In the article about the NIH Precision Medicine Initiative, what percentage of the 1.7 million participants in genome-wide association studies in 2009 were not of European descent?
Extract to read Start Marker
NIH Precision Medicine Initiative Set to Launch Amid Turmoil

Marcia Frellick

May 26, 2017

The National Institutes of Health Precision Medicine Initiative, first announced by President Obama, will start next week in a political climate that is drawing attention to medical biases.

The initiative, dubbed the All of Us Research Program, is designed to collect information on lifestyle, environment, and biology from at least 1 million people to boost research and improve health.

But this won't work without widespread public engagement, Usha Menon, PhD, from the University of Arizona College of Nursing in Tucson, said at the Big Data in Biomedicine 2017 Conference in Stanford, California.

Information-gathering from diverse groups of people for research purposes has not advanced much in recent years, acknowledged Dr Menon, who is participant-engagement director for the program.

A very embarrassing bias in genomics.

In 2009, only 4% of 1.7 million participants in genome-wide association studies, which scan thousands of people's genomes to find links with disease traits, were from people not of European descent (Nature. 2016;538:161-164). That rose to nearly 20% of 35 million samples in 2016, which is still "a very embarrassing bias in genomics," she pointed out.

Engagement of underserved populations will be key to the success of the NIH program.

"It has to be planned, it has to be targeted, and it has to be very deliberate," Dr Menon said.

When people from racial and ethnic minorities are approached in the right way, and if the conversation is culturally appropriate, recruitment can be successful, she explained. That might mean referring to diseases and body parts in a way a grandmother in the culture might, she added.

Without the partnership of these communities, "we're in danger of making the same errors we've made before," she told Medscape Medical News. "We'd be applying the results and findings we got from a majority population to minorities."

Without diversity, scientists do not get a clear picture of genetic factors in minority populations, or the social and environmental issues that affect them.

Building Trust

Training professionals from all levels, from trainees to scientists to leadership, could help. But during her presentation, Dr Menon also challenged scientists to involve members of underserved populations from the beginning, by encouraging them to join a community advisory board and asking them to help design research questions.

"These underserved populations are watching us very keenly to make sure that we are reaching out to them appropriately, that we are disseminating information, that we are taking executive summaries back, that we're holding town halls, and saying, 'Thank you for participating, here's what we found and here's how it's relevant to you'."

The current climate poses a challenge to the trust that is required for such relationships, especially among people from border states, she said.

"We must live up to the promises we're making," Dr Menon said. "The All of Us program says clearly in the protocol that we will not share data with any other government agency. The day we break that promise is the day we lose the trust of those underserved populations."

The importance of two-way engagement was reiterated by Joshua Denny, MD, from the Center for Precision Medicine at Vanderbilt University Medical Center in Nashville, Tennessee.

"We really want to give people data back and make them partners in the process," Dr Denny explained.

The Precision Medicine Initiative is in the final stages, and changes required by the Institutional Review Board are currently being implemented. The initial participation drive will be scaled up over the summer.
Extract to read End Marker
Data records Start Marker
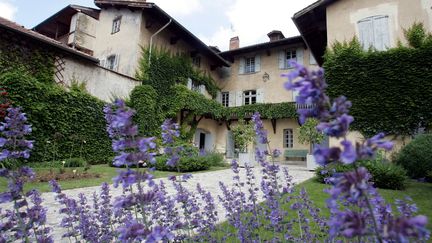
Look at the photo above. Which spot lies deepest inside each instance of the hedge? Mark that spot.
(65, 123)
(390, 90)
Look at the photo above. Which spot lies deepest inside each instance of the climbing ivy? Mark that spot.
(165, 95)
(65, 123)
(390, 90)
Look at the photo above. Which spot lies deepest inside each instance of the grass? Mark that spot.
(419, 192)
(106, 174)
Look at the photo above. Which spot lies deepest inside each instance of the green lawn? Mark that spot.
(106, 174)
(419, 192)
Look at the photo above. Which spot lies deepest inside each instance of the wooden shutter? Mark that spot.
(202, 89)
(219, 97)
(366, 33)
(299, 54)
(282, 59)
(116, 62)
(381, 32)
(242, 65)
(102, 63)
(230, 145)
(239, 98)
(189, 84)
(231, 99)
(260, 95)
(257, 63)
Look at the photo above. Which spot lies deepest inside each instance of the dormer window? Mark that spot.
(116, 25)
(374, 32)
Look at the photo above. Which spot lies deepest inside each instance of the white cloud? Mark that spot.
(7, 10)
(253, 19)
(179, 7)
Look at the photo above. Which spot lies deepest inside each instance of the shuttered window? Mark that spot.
(288, 138)
(225, 99)
(250, 65)
(249, 97)
(116, 25)
(374, 32)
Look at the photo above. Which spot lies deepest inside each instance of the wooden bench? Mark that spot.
(296, 153)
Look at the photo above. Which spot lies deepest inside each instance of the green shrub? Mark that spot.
(65, 123)
(387, 175)
(186, 164)
(384, 174)
(416, 157)
(215, 159)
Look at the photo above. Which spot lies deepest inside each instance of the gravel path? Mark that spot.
(208, 180)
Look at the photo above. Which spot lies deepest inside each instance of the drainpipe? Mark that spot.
(151, 38)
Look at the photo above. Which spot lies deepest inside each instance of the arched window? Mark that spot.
(374, 32)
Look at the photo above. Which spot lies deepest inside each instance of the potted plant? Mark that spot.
(244, 136)
(308, 134)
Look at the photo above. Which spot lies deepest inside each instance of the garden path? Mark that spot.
(208, 180)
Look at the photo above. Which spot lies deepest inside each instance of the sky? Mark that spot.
(213, 21)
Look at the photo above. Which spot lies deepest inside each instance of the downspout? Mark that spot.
(151, 39)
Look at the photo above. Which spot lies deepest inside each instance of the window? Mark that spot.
(374, 32)
(250, 65)
(225, 99)
(196, 61)
(111, 62)
(195, 87)
(116, 25)
(290, 55)
(249, 97)
(288, 138)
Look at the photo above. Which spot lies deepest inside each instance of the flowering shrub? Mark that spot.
(147, 212)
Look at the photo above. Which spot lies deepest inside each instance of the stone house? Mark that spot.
(379, 24)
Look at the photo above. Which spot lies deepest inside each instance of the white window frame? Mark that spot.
(111, 62)
(116, 25)
(288, 138)
(249, 97)
(290, 55)
(225, 99)
(196, 61)
(249, 65)
(374, 32)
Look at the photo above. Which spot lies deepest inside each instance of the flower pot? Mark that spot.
(310, 162)
(246, 158)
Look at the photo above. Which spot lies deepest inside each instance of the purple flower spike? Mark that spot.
(13, 131)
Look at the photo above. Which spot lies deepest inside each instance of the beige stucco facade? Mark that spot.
(343, 17)
(271, 90)
(99, 82)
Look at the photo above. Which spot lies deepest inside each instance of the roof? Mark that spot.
(20, 30)
(123, 3)
(158, 14)
(59, 23)
(263, 46)
(312, 25)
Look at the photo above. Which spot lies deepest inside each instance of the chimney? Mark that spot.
(275, 35)
(234, 43)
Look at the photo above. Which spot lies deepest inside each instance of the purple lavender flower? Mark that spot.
(13, 131)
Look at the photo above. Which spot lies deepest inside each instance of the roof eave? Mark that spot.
(59, 46)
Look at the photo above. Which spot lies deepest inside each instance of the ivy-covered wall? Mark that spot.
(65, 123)
(391, 91)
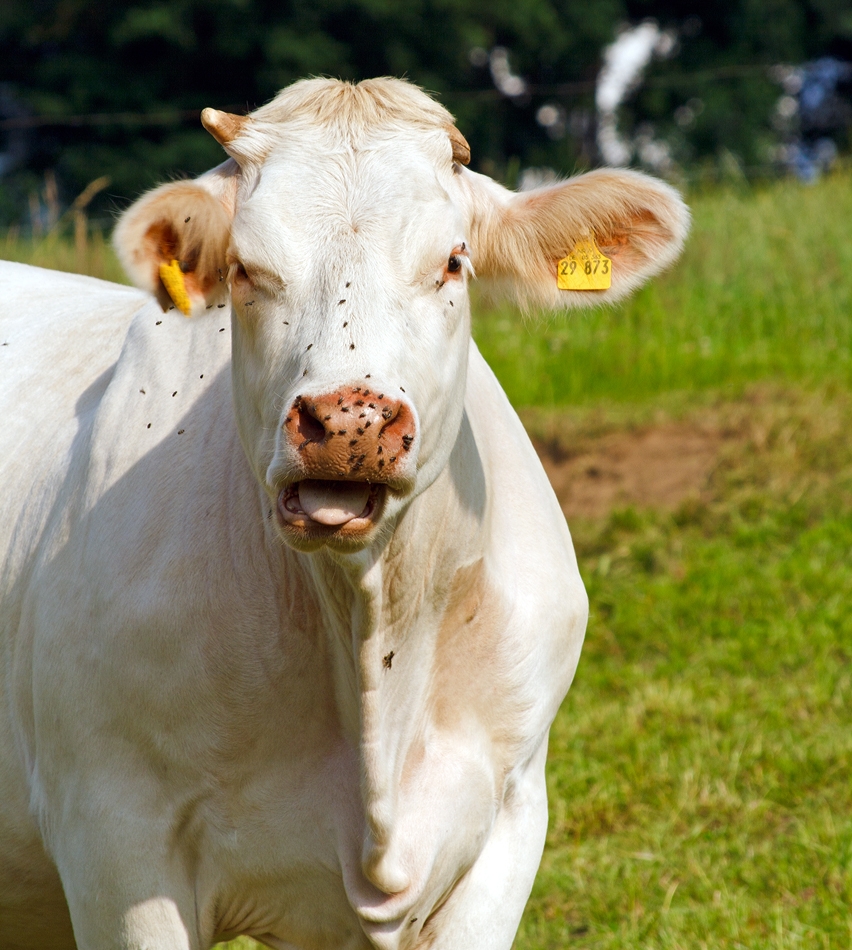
Data records End Marker
**Written solution:** Only 4%.